┌─ EXTRAIT DU DOCUMENT

L’innovation fiable ne perturbe pas de manière inconsidérée. Elle développe et affine la façon d’enseigner, d’apprendre et d’évaluer au moyen d’enquêtes et d’évaluations régulières conduites par des enseignant·e·s qui œuvrent de concert, de sorte qu’elle soit efficace, significative et non dommageable pour les personnes concernées. L’innovation fiable engendre de véritables améliorations. Elle motive les enseignant·e·s à sortir du lit le matin. Elle peut recourir à la technologie numérique, mais elle n’est pas régie ou dominée par celle-ci. Elle ne présente aucun effet secondaire grave. Les micro-innovations peuvent être efficacement utilisées partout, par n’importe quel·le éducateur·trice ( Hatch, Corson & Van den Berg, 2021).

Les enseignant·e·s ont besoin de davantage de cultures entières en matière de micro-innovation fiable, au sein desquelles la passion d’enseigner et l’incitation à apprendre peuvent s’accomplir. L’innovation fiable soutient l’autonomie des enseignant·e·s à concevoir de nouvelles approches au service des élèves. Elle repose sur des cultures de collaboration professionnelle parmi les enseignant·e·s, en tant que communités éducatives au sein de leurs établissements scolaires et au-delà ( Hargreaves & O’Connor, 2018; Campbell, 2018). Elle s’appuie sur la recherche de données extérieures, et sur les perspectives dégagées par la recherche interne à l’école. Elle incite les enseignant·e·s à partager leurs créations et à apprendre avec d’autres enseignant·e·s basés ailleurs. Outre stimuler les élèves, elle favorise aussi l’implication plus soutenue des enseignant·e·s dans leur propre enseignement.

Disposer de cultures sur l’innovation fiable qui s’étendent à travers des systèmes scolaires entiers, ne constitue pas un rêve lointain. J’ai été impliqué dans des établissements, je les ai soutenus et j’ai observé les résultats en termes d’impact sur la motivation et l’implication des enseignant·e·s au sein de réseaux vastes et durables au Canada, aux États-Unis, en Uruguay, au Mexique, en Corée du Sud, en Colombie et au Royaume-Uni, entre autres ( Hargreaves, 2023). Que faudra-t-il pour créer et assurer la pérennité de telles cultures d’innovation florissantes, dans d’autres écoles et systèmes aujourd’hui ?

Mon étude sur le leadership et l’innovation pour le Groupe de haut niveau sur la profession enseignante initié par le Secrétaire général des Nations Unies, comprend les 8 recommandations suivantes sur la manière de créer et d’étayer la généralisation de cultures en faveur de l’innovation fiable :

  1. Créer un espace inclusif commun de l’innovation dans chaque école, communauté et société.

└─

LISTE DES TÂCHES:
- 1) Reproduisez fidèlement le passage de l'extrait sur l'innovation fiable qui s'ouvre sur les mots « Mon étude sur » et se termine par « communauté et société. ».
- 2) D'après l'extrait sur l'innovation fiable, combien de recommandations l'étude sur le leadership et l'innovation comprend-elle ?
- 3) Reprenez la rédaction de l'extrait sur l'innovation fiable à partir de l'endroit où il s'interrompt.

┌─ DONNÉES FOURNIES

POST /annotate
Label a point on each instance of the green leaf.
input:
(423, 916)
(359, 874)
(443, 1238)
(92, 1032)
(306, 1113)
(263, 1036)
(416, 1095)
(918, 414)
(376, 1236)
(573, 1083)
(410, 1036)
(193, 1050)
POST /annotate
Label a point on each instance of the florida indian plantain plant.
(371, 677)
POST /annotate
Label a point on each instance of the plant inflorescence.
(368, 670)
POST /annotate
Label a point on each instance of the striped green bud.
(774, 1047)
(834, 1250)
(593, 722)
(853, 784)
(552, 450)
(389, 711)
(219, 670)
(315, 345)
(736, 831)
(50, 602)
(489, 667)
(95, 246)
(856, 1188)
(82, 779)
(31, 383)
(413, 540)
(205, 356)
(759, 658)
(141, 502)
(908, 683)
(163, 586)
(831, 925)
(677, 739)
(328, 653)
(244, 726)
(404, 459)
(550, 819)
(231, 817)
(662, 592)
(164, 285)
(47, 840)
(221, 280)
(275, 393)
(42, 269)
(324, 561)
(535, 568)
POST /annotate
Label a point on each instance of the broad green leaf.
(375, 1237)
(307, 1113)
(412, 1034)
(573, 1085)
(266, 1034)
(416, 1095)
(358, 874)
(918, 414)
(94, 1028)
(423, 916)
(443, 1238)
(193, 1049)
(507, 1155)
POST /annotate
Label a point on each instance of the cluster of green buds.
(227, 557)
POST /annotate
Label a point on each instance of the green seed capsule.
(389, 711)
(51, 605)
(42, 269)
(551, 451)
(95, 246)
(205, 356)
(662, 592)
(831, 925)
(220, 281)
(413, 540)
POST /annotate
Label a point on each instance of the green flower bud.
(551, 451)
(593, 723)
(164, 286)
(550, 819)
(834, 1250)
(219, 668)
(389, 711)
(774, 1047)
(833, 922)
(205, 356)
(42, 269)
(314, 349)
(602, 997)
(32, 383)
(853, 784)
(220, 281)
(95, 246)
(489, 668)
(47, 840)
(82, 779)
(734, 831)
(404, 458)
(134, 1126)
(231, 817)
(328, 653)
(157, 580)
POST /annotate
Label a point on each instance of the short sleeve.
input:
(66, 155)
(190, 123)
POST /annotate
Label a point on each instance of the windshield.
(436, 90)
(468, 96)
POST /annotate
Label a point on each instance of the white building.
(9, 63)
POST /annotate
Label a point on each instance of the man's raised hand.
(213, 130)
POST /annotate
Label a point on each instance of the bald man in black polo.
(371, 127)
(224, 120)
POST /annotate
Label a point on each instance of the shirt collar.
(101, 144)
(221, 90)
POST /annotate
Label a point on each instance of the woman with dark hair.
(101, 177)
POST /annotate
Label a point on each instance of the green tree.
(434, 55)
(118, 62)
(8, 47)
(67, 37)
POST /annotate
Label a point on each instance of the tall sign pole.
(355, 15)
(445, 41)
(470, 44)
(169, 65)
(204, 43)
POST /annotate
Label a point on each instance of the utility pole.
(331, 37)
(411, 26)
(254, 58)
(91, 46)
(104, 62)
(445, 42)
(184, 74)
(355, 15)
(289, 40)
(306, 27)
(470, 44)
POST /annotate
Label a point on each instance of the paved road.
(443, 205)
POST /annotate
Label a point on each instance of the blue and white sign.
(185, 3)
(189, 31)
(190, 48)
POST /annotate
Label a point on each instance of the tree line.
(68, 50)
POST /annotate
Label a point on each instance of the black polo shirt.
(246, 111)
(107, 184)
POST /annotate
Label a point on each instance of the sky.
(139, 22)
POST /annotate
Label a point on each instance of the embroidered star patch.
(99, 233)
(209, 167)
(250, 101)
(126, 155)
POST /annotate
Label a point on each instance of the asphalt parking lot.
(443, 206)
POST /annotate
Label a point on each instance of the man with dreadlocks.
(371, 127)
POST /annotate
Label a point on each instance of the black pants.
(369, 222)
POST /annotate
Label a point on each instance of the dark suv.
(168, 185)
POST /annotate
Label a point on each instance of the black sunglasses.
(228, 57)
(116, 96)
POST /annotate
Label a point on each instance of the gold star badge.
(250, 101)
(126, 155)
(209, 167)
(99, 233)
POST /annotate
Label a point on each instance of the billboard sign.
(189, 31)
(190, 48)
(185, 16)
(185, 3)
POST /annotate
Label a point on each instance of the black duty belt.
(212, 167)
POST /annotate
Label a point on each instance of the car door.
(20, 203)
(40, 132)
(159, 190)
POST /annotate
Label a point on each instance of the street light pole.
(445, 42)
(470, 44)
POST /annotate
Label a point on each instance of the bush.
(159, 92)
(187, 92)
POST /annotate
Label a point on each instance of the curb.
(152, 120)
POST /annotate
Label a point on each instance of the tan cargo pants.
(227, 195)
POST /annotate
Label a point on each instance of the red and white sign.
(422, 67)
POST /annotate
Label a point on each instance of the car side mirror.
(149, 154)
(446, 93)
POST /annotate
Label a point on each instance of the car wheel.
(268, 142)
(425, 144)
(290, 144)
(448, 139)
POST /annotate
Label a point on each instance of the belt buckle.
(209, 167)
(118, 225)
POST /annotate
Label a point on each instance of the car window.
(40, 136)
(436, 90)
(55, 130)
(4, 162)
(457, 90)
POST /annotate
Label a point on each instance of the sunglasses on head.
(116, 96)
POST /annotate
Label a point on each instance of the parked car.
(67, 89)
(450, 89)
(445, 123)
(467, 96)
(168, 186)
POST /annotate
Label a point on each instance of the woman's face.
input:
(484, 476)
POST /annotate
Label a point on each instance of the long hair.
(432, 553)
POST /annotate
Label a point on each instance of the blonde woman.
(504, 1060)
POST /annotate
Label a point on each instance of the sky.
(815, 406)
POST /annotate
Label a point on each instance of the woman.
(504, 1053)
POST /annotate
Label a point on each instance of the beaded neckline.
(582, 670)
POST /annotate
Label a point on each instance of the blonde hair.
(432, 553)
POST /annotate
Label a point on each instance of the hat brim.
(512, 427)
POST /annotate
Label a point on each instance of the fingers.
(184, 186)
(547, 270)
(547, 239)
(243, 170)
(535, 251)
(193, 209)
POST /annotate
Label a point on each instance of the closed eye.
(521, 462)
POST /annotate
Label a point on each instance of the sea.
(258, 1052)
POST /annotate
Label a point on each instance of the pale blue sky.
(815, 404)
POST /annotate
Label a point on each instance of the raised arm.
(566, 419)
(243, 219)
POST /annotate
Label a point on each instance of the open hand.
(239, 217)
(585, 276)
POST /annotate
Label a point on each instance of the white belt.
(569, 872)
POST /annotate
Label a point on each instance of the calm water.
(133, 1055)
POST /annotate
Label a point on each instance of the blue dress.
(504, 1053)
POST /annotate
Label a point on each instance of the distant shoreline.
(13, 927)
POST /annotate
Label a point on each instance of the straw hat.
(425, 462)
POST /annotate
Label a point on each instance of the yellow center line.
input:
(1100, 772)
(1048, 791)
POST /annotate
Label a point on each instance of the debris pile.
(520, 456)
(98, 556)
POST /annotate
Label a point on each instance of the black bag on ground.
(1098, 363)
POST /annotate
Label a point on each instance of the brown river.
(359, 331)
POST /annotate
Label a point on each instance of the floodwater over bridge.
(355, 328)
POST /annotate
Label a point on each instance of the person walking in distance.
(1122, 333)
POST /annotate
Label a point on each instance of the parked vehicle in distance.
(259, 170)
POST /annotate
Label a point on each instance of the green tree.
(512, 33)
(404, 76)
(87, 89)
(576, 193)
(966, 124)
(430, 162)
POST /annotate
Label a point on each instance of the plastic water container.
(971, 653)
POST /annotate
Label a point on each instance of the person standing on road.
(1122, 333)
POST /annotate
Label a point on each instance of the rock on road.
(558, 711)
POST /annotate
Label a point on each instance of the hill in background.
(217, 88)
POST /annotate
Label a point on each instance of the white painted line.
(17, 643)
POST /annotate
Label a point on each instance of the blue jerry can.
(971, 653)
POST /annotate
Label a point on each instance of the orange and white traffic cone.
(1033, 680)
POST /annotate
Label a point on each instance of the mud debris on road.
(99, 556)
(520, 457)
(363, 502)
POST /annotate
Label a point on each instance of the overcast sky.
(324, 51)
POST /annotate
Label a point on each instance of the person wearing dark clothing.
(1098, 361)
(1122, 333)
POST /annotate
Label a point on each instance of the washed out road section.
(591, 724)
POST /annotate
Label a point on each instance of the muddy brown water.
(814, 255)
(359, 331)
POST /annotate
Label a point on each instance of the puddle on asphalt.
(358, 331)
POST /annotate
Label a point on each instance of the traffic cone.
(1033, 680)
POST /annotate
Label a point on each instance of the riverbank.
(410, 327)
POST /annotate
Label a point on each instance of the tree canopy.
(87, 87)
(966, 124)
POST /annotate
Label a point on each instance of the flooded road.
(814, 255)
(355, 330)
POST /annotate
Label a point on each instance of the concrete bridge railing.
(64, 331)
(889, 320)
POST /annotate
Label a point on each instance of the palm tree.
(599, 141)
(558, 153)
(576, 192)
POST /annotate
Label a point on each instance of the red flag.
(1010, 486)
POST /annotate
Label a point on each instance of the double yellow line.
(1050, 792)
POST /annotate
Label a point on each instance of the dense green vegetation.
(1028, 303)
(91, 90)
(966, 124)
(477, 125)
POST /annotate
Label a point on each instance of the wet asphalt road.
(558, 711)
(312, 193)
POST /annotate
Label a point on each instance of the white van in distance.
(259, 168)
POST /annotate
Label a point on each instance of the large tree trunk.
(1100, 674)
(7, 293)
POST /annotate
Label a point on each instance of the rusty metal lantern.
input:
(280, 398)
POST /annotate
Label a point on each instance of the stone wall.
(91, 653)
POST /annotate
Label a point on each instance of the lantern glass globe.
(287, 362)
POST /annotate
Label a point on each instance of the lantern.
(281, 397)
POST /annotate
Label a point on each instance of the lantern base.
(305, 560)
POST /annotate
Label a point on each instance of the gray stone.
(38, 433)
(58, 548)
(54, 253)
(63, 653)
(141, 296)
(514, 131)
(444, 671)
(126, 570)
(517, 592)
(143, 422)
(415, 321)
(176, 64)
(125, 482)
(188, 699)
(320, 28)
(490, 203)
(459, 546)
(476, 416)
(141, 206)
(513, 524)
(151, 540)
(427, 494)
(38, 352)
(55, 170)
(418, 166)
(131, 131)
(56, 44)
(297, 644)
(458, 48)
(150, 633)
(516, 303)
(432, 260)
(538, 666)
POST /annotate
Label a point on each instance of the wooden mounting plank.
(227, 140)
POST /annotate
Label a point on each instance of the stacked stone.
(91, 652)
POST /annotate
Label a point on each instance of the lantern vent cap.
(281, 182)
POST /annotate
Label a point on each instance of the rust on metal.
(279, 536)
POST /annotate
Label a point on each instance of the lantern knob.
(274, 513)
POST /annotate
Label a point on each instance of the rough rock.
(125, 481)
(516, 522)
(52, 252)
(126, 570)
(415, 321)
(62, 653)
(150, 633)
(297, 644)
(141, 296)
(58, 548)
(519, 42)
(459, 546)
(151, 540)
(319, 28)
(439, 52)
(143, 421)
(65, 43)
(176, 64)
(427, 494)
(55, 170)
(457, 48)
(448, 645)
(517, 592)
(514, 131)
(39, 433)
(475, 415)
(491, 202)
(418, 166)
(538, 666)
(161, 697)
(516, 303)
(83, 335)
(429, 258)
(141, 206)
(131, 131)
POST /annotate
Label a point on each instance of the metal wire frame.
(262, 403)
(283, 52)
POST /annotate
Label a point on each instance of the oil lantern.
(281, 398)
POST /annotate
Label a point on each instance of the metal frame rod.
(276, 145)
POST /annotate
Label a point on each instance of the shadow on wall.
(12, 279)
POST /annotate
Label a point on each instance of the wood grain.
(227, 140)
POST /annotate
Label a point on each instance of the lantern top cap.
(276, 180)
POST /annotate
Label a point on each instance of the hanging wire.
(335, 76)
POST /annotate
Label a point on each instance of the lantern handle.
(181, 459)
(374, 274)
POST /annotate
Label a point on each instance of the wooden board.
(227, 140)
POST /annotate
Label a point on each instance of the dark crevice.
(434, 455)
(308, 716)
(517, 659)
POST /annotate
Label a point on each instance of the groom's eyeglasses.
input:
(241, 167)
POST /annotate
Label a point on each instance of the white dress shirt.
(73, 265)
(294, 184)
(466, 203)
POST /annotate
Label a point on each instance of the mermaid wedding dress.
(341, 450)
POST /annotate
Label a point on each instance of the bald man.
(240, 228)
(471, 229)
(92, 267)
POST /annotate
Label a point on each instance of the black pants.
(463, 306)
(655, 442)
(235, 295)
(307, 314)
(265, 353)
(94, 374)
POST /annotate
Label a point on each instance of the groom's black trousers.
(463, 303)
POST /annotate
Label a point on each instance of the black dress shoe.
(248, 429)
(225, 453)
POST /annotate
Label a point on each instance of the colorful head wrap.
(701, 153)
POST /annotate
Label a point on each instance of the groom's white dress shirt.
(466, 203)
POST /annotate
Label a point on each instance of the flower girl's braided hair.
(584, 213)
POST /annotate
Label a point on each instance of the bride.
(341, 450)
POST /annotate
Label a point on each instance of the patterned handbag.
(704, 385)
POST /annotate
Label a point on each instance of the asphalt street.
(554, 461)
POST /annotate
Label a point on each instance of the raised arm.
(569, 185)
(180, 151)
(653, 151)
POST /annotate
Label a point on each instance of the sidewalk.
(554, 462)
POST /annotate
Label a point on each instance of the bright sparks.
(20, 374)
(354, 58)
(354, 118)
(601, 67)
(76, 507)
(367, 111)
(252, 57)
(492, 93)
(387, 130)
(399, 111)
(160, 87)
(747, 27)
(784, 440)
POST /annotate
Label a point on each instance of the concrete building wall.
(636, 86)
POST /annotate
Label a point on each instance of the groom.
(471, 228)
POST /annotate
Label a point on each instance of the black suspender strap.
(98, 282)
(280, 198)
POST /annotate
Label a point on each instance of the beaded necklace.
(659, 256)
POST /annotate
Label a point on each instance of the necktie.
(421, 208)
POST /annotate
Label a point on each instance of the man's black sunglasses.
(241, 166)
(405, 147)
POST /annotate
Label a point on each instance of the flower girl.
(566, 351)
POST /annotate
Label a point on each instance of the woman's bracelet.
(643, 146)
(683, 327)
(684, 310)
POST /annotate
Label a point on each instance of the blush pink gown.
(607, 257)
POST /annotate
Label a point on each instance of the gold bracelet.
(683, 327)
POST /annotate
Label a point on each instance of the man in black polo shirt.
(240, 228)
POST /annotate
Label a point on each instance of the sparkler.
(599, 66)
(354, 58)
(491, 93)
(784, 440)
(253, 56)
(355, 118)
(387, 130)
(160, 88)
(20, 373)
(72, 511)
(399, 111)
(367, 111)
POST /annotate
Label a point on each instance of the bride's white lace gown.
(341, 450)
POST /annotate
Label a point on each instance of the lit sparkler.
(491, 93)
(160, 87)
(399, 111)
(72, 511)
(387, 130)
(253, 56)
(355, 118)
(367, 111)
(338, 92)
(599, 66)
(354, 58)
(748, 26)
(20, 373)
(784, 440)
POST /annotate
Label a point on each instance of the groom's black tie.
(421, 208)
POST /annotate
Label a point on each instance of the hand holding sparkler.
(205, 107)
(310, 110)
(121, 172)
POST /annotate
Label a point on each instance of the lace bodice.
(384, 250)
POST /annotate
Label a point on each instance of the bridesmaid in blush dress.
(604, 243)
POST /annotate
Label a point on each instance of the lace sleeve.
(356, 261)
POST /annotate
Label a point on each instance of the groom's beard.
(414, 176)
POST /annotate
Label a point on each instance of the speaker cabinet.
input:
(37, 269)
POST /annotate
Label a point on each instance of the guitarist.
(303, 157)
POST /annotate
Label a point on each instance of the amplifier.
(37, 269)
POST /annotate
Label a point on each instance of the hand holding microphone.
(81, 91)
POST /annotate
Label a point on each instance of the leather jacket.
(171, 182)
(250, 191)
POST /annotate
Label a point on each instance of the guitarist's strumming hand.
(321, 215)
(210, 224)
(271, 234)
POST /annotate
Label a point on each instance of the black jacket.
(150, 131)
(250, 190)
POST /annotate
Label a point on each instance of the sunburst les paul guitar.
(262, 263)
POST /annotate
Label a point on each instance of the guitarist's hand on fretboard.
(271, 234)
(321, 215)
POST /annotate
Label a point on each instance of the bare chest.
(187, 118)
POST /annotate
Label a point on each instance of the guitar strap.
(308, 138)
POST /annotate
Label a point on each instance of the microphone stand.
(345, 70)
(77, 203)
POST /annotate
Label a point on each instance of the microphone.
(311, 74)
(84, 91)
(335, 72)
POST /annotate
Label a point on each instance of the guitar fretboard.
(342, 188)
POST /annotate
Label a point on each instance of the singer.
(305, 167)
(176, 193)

└─

RÉPONSES PAR TÂCHE:
- 1)
Mon étude sur le leadership et l’innovation pour le Groupe de haut niveau sur la profession enseignante initié par le Secrétaire général des Nations Unies, comprend les 8 recommandations suivantes sur la manière de créer et d’étayer la généralisation de cultures en faveur de l’innovation fiable :

  1. Créer un espace inclusif commun de l’innovation dans chaque école, communauté et société.

- 2) Huit recommandations.

- 3)
  2. Investir dans des cultures collaboratives d’innovation par les enseignant·e·s, qui s’étendent à l’ensemble du système.
  3. Enlever les freins à l’innovation des enseignant·e·s, notamment les évaluations à enjeux élevés.
  4. Garantir des budgets pour l’innovation, fondés sur des besoins éducatifs en faveur de l’égalité et de l’excellence, et non régis par des intérêts commerciaux externes.
  5. Éviter les transformations perturbatrices. Soutenir l’innovation fiable.
  6. Insuffler un impératif d’équité dans tous les efforts consentis en faveur de l’innovation.
  7. Utiliser l’innovation fondée sur le lieu, en vue de soutenir l’inclusion collaborative et l’équité dans les communautés.
  8. Préserver et protéger les contributions faites par des enseignant·e·s en faveur de l’innovation, en dehors de leur rôle lié à leur matière d’enseignement et à l’attribution de notes dans le cadre de la classe.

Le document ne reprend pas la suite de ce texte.